** start Extract **
0

Shorter question:

Make targets have files as dependencies; let's say one example dependency is the file "D." I would like Make to traverse its dependency graph, and for each "D," also depend on success being recorded in a log file of "D's" recipe's exit status ("D.status.log"; for simplicity's sake, just includes process exit status or the string "Started"). Is this possible without digging into Make's source myself and modifying the graph logic? (I.e. has somebody already written this as a patch or another Make-like utility?)

Details:

I am a fan in spirit of using Makefiles to run data processing workflows. I am not alone, as searching for "makefile data" yields a few like-minded folks:

However, in practice, I find it a glorious pain in the neck. Multi-step processes generate output from programs that don't necessarily finish. Running a multi-step workflow on thousands of input files means cobbling together some find ... rm commands, which feels like a fragile data management strategy.

Basically, I'd like a well-logged Make for data that has this style of interface: I'll call it fantasymake below.

Makefile:

all: results1 results2
results1: script input1
    script input1 >results1
results2: script input2
    script input2 >results2
results2beyond: script results2
    script results2 >results2beyond

Example directory tree before:

Makefile
input1
input2

Directory after running fantasymake:

Makefile
input1
input2
results1
results1.err.log
results1.out.log
results1.status.log
results2
results2.err.log
results2.out.log
results2.status.log
results2beyond
results2beyond.err.log
results2beyond.out.log
results2beyond.status.log

Presently, I could get the logs with this bit of Bash, but I haven't found a graceful way to integrate these wrapper commands into Makefile rules:

echo Started. >results.status.log
some_program >results.out.log 2>results.err.log
echo $? >results.status.log

(Recalling every non-joined line in a Makefile definition is a separate shell: An in-Makefile wrapper would have a continuation line (backslash) between some_program ... and echo $$? to make sure they're both executed in the same shell.)
** end Extract **
** start Given records **
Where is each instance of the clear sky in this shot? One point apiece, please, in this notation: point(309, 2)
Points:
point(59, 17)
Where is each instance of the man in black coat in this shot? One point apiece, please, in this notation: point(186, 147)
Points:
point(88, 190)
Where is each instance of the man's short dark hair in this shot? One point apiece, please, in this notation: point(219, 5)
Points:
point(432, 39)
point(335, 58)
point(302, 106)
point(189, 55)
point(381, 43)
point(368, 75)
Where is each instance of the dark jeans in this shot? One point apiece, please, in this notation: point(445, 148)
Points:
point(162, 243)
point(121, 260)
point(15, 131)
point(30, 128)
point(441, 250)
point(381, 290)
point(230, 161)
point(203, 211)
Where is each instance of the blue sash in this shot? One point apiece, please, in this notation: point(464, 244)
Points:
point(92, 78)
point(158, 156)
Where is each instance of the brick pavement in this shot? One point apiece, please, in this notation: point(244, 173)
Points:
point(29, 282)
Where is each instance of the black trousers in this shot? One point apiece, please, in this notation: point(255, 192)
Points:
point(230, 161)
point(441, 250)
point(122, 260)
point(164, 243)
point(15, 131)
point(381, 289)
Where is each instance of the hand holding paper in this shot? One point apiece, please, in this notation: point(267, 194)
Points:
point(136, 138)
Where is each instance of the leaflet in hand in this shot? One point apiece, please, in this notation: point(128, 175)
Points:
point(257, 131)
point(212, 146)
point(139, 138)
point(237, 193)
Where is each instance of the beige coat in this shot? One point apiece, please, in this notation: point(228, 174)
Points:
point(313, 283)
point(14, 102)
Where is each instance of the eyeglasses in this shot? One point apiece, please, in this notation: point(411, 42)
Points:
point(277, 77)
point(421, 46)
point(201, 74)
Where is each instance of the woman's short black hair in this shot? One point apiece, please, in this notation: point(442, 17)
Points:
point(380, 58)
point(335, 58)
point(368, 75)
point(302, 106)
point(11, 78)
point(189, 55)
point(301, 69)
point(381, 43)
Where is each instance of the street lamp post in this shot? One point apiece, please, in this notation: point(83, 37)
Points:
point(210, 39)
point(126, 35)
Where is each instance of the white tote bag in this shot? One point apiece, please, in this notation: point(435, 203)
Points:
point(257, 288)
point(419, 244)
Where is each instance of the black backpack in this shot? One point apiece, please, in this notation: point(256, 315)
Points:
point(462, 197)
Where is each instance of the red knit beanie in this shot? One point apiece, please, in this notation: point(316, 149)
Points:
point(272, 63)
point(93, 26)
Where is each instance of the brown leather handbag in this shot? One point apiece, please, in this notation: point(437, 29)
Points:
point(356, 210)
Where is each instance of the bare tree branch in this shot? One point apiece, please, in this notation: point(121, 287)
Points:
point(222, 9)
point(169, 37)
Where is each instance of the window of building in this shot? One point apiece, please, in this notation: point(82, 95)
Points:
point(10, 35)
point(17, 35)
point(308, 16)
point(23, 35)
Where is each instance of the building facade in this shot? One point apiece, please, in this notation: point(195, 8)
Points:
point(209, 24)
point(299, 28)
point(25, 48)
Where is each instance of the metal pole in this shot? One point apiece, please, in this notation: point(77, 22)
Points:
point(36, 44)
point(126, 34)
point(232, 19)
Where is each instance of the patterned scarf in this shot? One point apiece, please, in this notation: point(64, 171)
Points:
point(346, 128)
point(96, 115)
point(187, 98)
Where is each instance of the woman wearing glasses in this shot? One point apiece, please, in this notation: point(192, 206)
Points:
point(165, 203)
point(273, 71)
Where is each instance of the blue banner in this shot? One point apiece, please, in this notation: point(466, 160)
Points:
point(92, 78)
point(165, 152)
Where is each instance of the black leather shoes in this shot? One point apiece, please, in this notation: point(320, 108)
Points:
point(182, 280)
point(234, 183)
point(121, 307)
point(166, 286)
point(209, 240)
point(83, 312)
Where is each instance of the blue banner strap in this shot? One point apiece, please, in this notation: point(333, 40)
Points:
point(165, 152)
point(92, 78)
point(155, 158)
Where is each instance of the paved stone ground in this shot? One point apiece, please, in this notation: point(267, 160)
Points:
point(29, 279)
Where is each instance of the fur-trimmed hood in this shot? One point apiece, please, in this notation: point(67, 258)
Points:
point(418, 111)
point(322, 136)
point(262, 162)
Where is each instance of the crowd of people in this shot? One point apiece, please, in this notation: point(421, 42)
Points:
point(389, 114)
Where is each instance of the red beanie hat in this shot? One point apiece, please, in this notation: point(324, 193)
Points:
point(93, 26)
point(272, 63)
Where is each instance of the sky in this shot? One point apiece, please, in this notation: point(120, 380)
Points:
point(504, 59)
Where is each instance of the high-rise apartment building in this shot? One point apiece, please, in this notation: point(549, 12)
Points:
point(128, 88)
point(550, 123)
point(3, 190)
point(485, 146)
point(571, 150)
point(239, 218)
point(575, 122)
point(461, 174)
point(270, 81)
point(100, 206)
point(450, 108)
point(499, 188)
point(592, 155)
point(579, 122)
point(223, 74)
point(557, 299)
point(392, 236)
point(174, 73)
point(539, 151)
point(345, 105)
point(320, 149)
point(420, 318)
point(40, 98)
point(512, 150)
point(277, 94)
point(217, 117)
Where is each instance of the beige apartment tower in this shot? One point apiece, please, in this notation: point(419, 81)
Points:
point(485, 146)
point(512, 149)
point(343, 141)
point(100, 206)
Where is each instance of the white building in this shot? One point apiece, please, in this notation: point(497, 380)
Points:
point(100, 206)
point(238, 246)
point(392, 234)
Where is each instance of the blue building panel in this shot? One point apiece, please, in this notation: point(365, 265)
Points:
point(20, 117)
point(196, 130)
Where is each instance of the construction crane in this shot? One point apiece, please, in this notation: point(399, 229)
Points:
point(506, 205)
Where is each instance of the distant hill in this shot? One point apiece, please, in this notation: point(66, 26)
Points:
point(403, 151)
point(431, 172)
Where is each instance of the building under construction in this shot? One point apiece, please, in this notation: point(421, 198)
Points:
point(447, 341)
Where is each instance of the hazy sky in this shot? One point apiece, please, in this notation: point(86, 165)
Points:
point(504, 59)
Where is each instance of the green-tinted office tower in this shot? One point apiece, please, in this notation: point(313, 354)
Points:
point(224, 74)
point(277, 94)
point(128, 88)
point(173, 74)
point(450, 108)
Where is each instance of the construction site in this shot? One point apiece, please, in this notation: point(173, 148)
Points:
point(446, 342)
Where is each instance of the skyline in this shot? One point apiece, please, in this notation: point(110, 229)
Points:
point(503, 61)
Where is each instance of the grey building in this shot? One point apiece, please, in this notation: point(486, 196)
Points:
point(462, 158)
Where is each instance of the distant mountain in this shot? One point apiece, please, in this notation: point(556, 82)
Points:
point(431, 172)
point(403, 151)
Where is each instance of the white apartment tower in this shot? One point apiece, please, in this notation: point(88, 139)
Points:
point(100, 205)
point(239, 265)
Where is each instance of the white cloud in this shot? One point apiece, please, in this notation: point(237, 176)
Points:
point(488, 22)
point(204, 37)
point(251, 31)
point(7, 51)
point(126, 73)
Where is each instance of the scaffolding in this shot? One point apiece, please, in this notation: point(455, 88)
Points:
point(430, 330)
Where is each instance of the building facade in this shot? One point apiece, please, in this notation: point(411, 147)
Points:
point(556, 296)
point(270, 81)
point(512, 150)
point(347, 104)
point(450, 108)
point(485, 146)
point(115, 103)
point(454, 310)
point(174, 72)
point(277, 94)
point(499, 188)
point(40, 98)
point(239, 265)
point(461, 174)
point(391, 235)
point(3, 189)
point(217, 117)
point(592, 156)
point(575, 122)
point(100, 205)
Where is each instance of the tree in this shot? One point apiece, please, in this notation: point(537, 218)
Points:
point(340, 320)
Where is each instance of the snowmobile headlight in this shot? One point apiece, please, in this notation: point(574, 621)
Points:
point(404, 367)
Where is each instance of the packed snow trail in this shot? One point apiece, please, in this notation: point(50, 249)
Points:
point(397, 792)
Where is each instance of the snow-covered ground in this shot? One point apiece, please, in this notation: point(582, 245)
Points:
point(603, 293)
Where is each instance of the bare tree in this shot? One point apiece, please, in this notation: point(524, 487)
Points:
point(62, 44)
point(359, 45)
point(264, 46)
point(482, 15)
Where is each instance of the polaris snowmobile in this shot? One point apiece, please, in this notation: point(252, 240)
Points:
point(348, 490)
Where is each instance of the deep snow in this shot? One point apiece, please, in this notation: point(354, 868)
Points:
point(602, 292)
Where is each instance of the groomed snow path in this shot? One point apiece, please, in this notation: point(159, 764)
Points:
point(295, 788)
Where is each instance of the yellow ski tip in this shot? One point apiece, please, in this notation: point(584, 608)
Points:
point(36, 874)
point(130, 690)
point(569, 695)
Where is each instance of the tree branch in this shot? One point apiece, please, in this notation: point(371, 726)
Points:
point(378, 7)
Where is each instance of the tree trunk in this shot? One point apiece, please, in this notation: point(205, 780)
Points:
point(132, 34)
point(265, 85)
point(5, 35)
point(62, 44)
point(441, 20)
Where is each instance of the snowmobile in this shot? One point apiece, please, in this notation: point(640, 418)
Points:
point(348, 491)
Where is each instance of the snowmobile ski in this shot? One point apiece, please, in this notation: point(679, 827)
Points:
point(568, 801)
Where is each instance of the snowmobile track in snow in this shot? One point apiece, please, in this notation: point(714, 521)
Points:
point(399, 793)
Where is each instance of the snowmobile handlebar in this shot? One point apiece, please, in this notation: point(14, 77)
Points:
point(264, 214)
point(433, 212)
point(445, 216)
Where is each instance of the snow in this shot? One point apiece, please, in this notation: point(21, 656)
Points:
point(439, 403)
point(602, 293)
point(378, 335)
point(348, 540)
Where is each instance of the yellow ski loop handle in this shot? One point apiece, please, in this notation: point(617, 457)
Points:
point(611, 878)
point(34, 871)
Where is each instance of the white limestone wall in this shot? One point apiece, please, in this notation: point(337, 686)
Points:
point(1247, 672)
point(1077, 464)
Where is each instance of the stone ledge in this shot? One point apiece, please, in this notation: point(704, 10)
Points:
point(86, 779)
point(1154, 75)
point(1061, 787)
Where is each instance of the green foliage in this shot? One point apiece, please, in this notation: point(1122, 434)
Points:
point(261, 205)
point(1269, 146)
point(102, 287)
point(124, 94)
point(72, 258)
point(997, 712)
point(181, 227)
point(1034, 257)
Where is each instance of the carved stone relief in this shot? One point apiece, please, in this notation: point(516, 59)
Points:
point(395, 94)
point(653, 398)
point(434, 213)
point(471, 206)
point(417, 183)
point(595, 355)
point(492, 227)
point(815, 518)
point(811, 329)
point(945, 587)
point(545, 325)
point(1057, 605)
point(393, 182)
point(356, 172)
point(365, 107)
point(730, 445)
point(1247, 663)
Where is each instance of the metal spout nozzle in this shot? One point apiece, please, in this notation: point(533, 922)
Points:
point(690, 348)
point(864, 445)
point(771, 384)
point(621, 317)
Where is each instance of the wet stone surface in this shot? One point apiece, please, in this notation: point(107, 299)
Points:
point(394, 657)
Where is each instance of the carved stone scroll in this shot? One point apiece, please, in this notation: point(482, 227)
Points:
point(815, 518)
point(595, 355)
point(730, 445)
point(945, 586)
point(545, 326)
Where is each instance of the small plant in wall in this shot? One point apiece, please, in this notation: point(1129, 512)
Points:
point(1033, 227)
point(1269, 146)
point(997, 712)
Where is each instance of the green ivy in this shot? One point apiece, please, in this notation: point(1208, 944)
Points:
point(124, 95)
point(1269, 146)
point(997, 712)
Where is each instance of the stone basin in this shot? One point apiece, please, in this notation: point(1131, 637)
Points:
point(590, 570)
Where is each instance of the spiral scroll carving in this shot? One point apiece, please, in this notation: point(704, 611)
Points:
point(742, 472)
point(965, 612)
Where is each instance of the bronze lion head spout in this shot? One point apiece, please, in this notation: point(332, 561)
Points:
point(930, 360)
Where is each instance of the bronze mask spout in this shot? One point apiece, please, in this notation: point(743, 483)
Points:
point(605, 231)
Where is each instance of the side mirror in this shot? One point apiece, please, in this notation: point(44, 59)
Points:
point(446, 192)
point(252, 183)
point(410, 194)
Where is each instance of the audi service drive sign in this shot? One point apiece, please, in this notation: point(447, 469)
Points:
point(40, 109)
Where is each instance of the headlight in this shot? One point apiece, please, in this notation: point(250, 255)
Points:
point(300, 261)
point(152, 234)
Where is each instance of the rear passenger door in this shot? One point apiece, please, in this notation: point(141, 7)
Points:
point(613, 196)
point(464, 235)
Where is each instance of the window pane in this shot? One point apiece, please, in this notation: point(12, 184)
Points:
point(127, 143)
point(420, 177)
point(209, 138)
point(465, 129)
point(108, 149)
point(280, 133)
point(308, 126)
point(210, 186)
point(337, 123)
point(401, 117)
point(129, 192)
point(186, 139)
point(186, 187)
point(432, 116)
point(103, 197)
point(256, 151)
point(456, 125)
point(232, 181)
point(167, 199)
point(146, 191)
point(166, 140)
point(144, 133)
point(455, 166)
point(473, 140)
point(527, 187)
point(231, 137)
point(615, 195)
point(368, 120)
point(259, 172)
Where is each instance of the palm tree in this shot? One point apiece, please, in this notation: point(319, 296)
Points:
** end Given records **
● **Task instructions**:
1. List every target defined in the example Makefile in the Makefile post above the data.
2. Carry on writing the Makefile post above the data, starting after its final sentence.

● **Outputs for the tasks**:
1. all, results1, results2, results2beyond

2.
Back to the fantasymake behaviors, this would be the directory after running fantasymake clean:

Makefile
input1
input2

Suppose running fantasymake, results2 failed or was terminated. (And suppose we didn't fantasymake clean.) Then results2beyond would not get generated; and here's where I don't think I can just rely on unmodified Make: results2.status.log logs that results2 failed, so fantasymake would not proceed to results2beyond on the next invocation.

To get the build to finish, a clean-failed rule could sweep away erroneous results. You may need this if you have, say, a database dependency (or live connection) that was easier to leave out of Make. Here's what the directory would look like after running fantasymake clean-failed instead of fantasymake clean:

Makefile
input1
input2
results1
results1.err.log
results1.out.log
results1.status.log

Suppose after running fantasymake clean-failed, script is updated. Then running fantasymake would regenerate results1 and its logs alongside results2.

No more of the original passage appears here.